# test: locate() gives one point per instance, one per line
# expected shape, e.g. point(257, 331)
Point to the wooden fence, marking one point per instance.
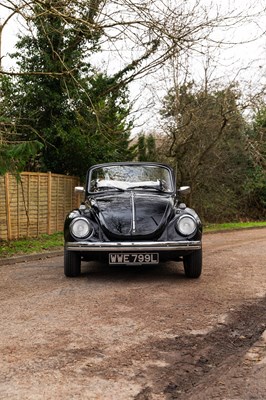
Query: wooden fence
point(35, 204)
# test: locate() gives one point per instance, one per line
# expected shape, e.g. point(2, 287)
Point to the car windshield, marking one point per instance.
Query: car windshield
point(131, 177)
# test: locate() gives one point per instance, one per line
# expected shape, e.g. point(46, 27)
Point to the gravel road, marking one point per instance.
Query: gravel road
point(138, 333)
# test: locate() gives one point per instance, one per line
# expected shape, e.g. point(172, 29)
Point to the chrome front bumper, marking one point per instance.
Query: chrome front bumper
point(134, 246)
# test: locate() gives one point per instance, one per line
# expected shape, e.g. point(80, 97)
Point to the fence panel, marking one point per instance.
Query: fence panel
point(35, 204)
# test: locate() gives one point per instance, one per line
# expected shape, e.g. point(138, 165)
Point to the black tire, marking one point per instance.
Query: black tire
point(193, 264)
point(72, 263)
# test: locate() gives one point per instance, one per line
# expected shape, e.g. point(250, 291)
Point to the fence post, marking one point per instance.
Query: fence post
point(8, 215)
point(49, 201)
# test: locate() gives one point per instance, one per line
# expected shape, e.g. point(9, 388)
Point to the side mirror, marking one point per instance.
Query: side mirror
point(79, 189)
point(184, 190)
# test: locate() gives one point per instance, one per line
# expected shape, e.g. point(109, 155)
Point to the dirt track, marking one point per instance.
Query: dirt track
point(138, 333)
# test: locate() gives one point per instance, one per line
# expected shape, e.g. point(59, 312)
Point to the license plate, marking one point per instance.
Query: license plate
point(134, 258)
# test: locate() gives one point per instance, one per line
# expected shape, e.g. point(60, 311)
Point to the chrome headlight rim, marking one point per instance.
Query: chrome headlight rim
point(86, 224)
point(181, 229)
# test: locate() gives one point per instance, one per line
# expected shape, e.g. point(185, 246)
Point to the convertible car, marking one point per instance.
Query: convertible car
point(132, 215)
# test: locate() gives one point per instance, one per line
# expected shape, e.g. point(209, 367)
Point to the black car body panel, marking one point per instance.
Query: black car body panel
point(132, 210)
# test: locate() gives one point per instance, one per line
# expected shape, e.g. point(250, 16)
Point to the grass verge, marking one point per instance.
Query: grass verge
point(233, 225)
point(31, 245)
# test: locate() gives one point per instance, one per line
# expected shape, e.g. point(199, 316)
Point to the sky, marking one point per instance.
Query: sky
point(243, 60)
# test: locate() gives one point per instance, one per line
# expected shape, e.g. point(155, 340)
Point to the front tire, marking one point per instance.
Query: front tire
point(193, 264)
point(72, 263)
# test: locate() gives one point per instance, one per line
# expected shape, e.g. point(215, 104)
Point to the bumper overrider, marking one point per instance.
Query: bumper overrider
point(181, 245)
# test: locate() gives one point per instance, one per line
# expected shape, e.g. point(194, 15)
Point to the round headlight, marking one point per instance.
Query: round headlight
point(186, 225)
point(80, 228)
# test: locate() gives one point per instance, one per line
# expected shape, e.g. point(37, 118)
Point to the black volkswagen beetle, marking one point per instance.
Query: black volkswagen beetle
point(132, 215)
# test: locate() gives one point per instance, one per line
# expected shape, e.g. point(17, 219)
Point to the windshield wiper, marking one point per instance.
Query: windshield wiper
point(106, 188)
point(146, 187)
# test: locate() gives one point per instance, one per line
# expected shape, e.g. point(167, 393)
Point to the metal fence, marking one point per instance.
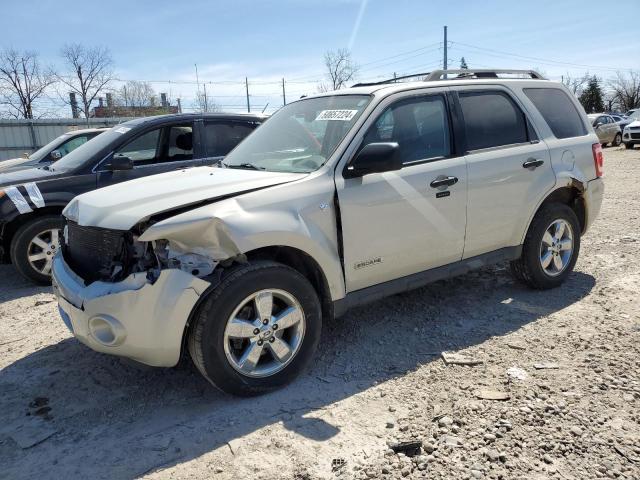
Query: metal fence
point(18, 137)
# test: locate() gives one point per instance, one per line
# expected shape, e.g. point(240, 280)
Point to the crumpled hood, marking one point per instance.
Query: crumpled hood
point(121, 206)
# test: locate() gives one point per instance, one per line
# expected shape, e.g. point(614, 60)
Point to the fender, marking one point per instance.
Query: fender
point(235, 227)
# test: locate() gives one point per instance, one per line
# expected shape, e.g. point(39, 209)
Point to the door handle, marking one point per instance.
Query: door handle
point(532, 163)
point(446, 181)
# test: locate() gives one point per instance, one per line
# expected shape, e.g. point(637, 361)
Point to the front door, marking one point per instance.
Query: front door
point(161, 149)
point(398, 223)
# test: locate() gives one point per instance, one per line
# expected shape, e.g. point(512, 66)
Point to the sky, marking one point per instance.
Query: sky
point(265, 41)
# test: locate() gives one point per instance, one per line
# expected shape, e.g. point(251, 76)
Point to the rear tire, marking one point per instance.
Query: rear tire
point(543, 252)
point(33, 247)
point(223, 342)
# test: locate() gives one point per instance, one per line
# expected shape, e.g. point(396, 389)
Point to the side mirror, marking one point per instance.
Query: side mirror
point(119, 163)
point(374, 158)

AIM OF THE EXERCISE: The response should be an exact copy of the lines from the one with "Query: rear tire" through the end of the data, with no other text.

THE COMPLETED TASK:
Query: rear tire
point(543, 252)
point(33, 247)
point(223, 342)
# test: locate() gives one point per instance, one per line
# expected shape, e.g. point(396, 389)
Point to the side mirror, marking one point per instance.
Query: side mirror
point(119, 163)
point(374, 158)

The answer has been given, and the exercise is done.